* [What is needed]: Copy the data that follows exactly. Include no pictures.

[Opening The input section]

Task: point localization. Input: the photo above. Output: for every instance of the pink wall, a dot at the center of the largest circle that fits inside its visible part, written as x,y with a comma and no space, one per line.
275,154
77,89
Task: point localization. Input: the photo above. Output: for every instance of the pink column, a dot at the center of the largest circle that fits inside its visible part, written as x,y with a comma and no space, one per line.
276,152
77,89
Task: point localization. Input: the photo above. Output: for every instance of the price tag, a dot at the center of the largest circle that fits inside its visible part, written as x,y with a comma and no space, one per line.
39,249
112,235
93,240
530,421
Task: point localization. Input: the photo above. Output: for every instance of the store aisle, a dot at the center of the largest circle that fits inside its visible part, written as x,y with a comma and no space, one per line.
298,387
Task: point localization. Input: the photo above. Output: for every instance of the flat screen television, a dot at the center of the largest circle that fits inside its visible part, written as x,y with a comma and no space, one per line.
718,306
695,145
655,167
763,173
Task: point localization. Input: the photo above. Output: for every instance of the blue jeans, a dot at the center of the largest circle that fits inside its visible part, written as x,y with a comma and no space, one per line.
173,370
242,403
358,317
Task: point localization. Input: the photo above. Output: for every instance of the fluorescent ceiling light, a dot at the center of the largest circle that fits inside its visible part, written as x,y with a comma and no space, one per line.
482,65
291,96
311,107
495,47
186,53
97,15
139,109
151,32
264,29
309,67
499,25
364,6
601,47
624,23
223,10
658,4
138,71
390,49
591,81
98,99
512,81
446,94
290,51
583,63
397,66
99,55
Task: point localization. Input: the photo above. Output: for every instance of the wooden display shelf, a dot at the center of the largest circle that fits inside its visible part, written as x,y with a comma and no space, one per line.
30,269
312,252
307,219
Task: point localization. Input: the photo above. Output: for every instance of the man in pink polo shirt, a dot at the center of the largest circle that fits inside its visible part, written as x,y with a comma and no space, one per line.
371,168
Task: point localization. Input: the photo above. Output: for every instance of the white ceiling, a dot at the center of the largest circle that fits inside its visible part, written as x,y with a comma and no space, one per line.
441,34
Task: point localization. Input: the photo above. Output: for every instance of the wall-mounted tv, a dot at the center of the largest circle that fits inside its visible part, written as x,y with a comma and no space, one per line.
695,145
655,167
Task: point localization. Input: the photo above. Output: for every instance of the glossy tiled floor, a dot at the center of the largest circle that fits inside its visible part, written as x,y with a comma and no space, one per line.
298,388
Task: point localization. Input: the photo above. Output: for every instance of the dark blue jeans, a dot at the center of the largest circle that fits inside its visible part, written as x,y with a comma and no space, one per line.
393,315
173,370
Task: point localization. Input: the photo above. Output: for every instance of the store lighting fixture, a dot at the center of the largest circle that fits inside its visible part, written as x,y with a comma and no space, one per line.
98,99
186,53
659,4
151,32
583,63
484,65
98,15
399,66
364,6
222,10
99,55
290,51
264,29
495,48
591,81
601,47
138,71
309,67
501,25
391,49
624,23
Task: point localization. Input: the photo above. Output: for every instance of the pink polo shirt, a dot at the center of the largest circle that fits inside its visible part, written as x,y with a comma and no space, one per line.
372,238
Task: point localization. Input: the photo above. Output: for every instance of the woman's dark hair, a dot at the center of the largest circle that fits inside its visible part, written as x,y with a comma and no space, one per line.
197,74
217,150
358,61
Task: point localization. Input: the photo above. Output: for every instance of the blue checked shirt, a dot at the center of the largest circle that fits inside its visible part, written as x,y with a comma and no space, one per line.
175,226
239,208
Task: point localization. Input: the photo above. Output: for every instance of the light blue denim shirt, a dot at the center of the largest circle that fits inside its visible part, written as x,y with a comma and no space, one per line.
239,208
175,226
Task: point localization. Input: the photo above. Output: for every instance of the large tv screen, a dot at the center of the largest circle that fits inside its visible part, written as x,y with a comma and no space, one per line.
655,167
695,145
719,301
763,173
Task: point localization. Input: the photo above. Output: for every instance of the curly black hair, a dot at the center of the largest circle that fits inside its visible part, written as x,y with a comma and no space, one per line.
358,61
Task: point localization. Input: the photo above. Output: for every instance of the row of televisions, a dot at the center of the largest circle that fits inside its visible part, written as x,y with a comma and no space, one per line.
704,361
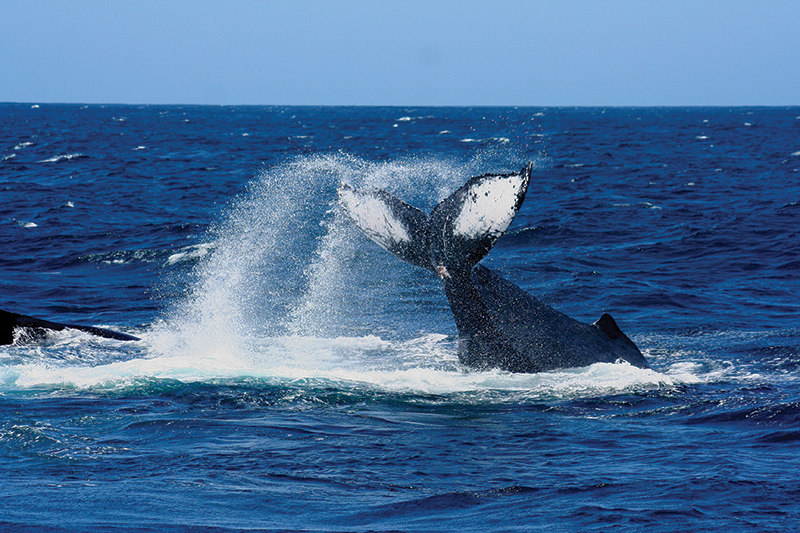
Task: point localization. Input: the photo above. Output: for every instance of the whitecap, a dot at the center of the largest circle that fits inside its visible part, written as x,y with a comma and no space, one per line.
189,253
64,157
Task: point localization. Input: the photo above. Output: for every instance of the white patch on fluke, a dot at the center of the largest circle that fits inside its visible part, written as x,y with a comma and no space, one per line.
490,206
374,217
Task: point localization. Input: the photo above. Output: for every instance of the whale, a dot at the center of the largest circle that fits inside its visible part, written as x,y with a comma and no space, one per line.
37,328
500,326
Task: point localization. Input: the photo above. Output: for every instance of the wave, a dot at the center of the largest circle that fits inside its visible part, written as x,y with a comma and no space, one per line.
72,361
63,157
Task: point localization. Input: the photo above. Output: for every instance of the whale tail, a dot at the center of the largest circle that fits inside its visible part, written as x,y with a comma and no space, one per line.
460,230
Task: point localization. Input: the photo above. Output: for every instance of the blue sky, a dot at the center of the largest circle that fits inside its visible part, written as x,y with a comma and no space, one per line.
382,52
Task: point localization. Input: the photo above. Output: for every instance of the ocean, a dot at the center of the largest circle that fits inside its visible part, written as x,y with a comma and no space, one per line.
293,376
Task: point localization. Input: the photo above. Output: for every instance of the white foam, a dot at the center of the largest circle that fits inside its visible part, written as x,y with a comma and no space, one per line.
57,158
425,365
374,217
190,253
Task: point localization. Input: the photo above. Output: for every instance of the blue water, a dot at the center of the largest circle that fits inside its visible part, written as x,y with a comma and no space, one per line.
293,377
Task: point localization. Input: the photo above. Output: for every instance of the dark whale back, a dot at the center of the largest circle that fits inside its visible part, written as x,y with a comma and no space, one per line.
551,338
10,321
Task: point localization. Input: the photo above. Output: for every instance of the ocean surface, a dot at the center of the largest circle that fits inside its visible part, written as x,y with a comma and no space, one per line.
292,376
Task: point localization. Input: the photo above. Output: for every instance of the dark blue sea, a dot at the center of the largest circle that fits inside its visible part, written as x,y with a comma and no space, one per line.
292,376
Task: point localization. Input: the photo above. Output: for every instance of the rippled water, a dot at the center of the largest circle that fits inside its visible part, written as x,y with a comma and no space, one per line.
293,376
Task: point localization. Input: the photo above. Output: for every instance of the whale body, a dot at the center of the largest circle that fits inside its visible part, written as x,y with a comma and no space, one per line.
11,321
499,325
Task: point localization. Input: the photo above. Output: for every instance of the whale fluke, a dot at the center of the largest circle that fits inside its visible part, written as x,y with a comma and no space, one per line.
10,321
499,324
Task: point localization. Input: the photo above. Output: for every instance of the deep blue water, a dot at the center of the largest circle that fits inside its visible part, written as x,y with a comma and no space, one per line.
293,376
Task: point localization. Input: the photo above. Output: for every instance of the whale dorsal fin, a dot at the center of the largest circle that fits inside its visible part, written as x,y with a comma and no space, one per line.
466,225
393,224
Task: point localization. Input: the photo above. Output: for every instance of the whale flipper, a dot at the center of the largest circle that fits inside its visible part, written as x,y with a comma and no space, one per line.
10,321
499,324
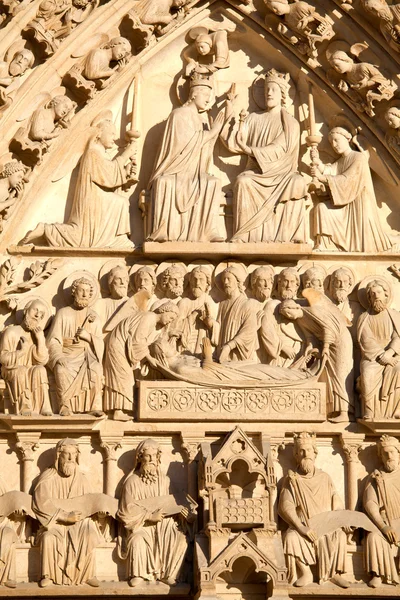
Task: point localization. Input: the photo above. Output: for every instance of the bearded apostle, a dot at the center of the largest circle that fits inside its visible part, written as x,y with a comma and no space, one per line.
348,220
67,540
382,504
324,324
185,198
76,347
269,196
379,338
23,355
305,493
156,544
126,348
234,332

[Closing The input section]

* [Task result]:
Task: point localization. Input: the photo above. Output: for every instance of the pink wall, a dot at the center of the largest circle that fits inside its visible part, written as x,y with a comma and no space, one per line.
275,154
77,89
Task: point localization. Input: the photo above. Output: for every instance of the pink column, a dot at the center of the largest circle that fits inside its visible part, written as x,y with a comma and no space, one per line.
276,152
77,89
Task: point localization. Input: the photo above. Output: for every instance of the price tag, a dot at the center of the largest circle that fits inside its visible part, written as x,y with a comma and no space, one per line.
39,249
112,235
93,240
530,421
Task: point localization. Input: the photo above. Output: for every instance of the store aisle, a dot at the center of the largest circle that fits inside its visible part, written as x,y with a comma and no space, one per line.
298,387
Task: point localization. Input: the photo above. Output: for every instance of the flat screen television, a dot at the center of the largest circle that fits inside its visible part, written as x,y with a comma and no space, one per line.
718,306
695,145
655,167
763,173
Task: point localization. Input: the photo above. Output: for every instance of the blue jeans, a dot at the center of the largest circle that fits inside its visible part, written as x,y with a comma and no space, one per line.
173,370
242,403
358,317
Task: point localization. Input: the photo above. Output: for every instance of the fluorescent ceiling light, a dot at the center of the largest circle that fits inside its visible part, written as x,y with a comma and no space, one per line.
482,65
291,96
311,107
495,47
186,53
97,15
139,109
151,32
264,29
309,67
499,25
364,6
601,47
624,23
223,10
658,4
138,71
390,49
591,81
98,99
512,81
446,94
290,51
583,63
397,66
99,55
Task: point localization. Input: the photo above. Output: for every instance of the wooden display shelf, a dot at the center of the largest circle that fits inside its visible part, written as x,y with a comma and no space, one per line.
30,269
312,252
307,219
Task: point localization. Input: the photo above. Output: for every instance of the man in pink polo shirt, a dot at the center of the largest circle that fits inside its visible part, written as x,y with a comma and no space, one per line.
371,168
Task: point localization. Input: the photo above. Output: for every instance of the white ceiling, a dot at the center of the largest circle that fits inside its visible part, written as x,y with a comma and no space, one per line.
441,34
Task: point localization. Input: the photo above. Output: for every instance of the wall-mounted tv, a dot at the center of the largest circle that fits inside its visible part, written as x,y with a comma and no space, one per line.
695,145
655,167
Task: point localization. Input: the photo above. Output: for every instance of the glossy tiled floor, a dot at the center of the largest circle that fits inside its visible part, written as x,y with a comma and no space, one per line.
298,388
Task: point localization. Input: the photo above. Output: for every instance of the dark blue jeans, a dot at the center of the largest circle that fits inside its visible part, written as x,y with a comma and no space, one per line.
393,315
173,370
Task: point localization. Input: the photo above. Output: for every instance of the store lighting fixture, a dot at the center of the largest circle that fits inside its visible part, written as x,y with a comma and no space, one per line.
98,99
186,53
659,4
151,32
583,63
484,65
98,15
399,66
364,6
222,10
99,55
290,51
264,29
495,48
591,81
601,47
138,71
309,67
501,25
391,49
624,23
Task: point localization. Input: the photo above. Output: for every instance of the pink polo shirt, a dot at the center of the largest circle that fits inside its visible part, written as x,y with a comma and no space, one per line.
372,238
Task: point localization. Input: the photo above. Output: for every instance of the woman's dark hair, a dot at the center of the largest circle that fits inside its visible part, written as x,y with a comma and no space, one per line.
197,74
217,150
358,61
Task: point localization. Input: the photo above. Output: for every instance of the blue checked shirt, a dot at the center of the largest circle that fits inside its visible part, written as x,y with a comma and no space, one per line.
175,226
239,208
Task: point localization. Input: the photo above. Output: for every instance of the light blue denim shirt, a dot at the center of the largest circle that fits inside its visible part, written as x,y with a comma and no space, one per line.
239,208
175,226
Task: point localization. Input: the photo above. Output: for every instance of the large tv screen, a dot at the center of the largest circle that fits inside its visible part, written as x,y with a comma and no space, one per line.
655,167
695,145
719,301
763,173
Task: point localization. Input: the photo above. Output: for every instance of the curly black hair, a dot at the center of the largest circle that fits inside its visible part, written as x,y with a comma and no space, one per line.
358,61
Task: point localization. Input: the photo above. Output: for every instance of the row of televisions, a dot at the center of the largest circle that fits inside its visible part, written as x,y with a comma and no space, one per line.
704,361
Task: point localization. Input: the photo above. Output: for every instance of the whitecap, a dot at the center of the largest circle that fits inside its visible part, written as x,y with a comma and no space, one per line.
189,253
64,157
Task: point localization. Input: the photo above. Output: for every instance of the white patch on fluke, a dot at the center of the largest circle that fits inside its visible part, written as x,y with a comma and no space, one per line.
490,206
374,217
Task: point localization. Input: the photo above. Output: for every instance of the whale, a dot at the center of the largest circle that fits inside its visible part, written as x,y with a comma and no space, one per line.
37,328
500,326
Task: point localization. Input: the photo above. Output: for every instance of the wave, a dot at the center of the largest circle that fits inside its visible part, written as x,y with a comma and no space, one per line.
72,361
63,157
Task: point localization. Input: the photo above. Output: for every instance of the whale tail, a dot at the center of the largest circle that fits inside its visible part, written as x,y with a comma and no space, one per line.
460,230
Task: point localization. Input: the photo above. Output: for every instance of the blue sky, a dot at the center of the largest circle that fits inside its visible part, written as x,y with a comma and no space, one per line.
382,52
Task: point localization. Input: the photo above. Output: for every instance of the ocean, a dot at the center of the largest circle that fits inside its visible part, written as x,y with a comma and no space, one per line.
293,376
Task: point localization. Input: the photo above. Output: for every instance of the white foam, a dot at the center of the largest circle that fits inside its visible part, written as x,y with a comma and no space, one per line.
57,158
425,365
374,217
190,253
Task: point localization. Input: the photo above. Output: for every instance of the blue water, a dot at the center of the largest circle that fits inside its visible part, written as x,y with a comma and no space, one per line.
293,377
Task: point localization. Input: the photo above. Output: for every instance of the dark whale back, a dot at the center of the largest circle that fits inside its visible part, written as x,y with a comma and no space, one per line.
551,338
10,321
Task: point localization. Input: the photo above. Output: for every instance of the ocean surface, a dot at the center of the largest circle that fits inside its visible part, written as x,y with a comma and no space, one per line.
292,376
Task: point localization. Input: the photo above. Output: for every instance of the dark blue sea, a dot at the center of the largest circle that fits inside its visible part, written as x,y with a comma and no space, one per line.
292,376
Task: point localization. Input: the photo above. Output: for every instance of the rippled water, a dot at the center of the largest circle that fits inside its visible part, written as x,y with a comma and no space, one per line.
293,376
Task: point localization. Input: the photo above. Output: for every instance of the whale body, a dot at the center of the largest circle that fits inside its visible part, written as x,y with a comma and no space, one per line.
11,321
499,325
Task: point localization. Input: the photo above. Output: for every instance of the whale fluke, a dot at the center of the largest circle that fits inside its visible part, written as x,y with a comma and no space, one per line.
10,321
499,324
Task: point localization. Input: the photo above. Output: for every instance of the deep blue water, a dot at the center of the largest circle that fits inside its visible part, written as x,y with a comma and no space, one per line.
293,376
Task: point localization. Input: the photo above. Output: for every instance of the whale dorsal fin, a dot at the center of the largest circle that fits inside its visible part, written as x,y with a comma and no space, one per line.
466,225
393,224
Task: point localization. Input: the photo above. Output: for every instance of the whale flipper, a dot at the center of the largest circle that fits inside its visible part, written as x,y with a comma and no space, one per line.
10,321
499,324
Task: point localization. Input: the photo above. Output: for every instance of the bearded apostle, a dot at the center of the largest circle that fits inside its visible part, written as x,y with a comma and no space, one per line.
348,220
67,540
382,504
324,324
185,198
76,347
269,196
379,338
23,355
305,493
156,544
126,348
234,332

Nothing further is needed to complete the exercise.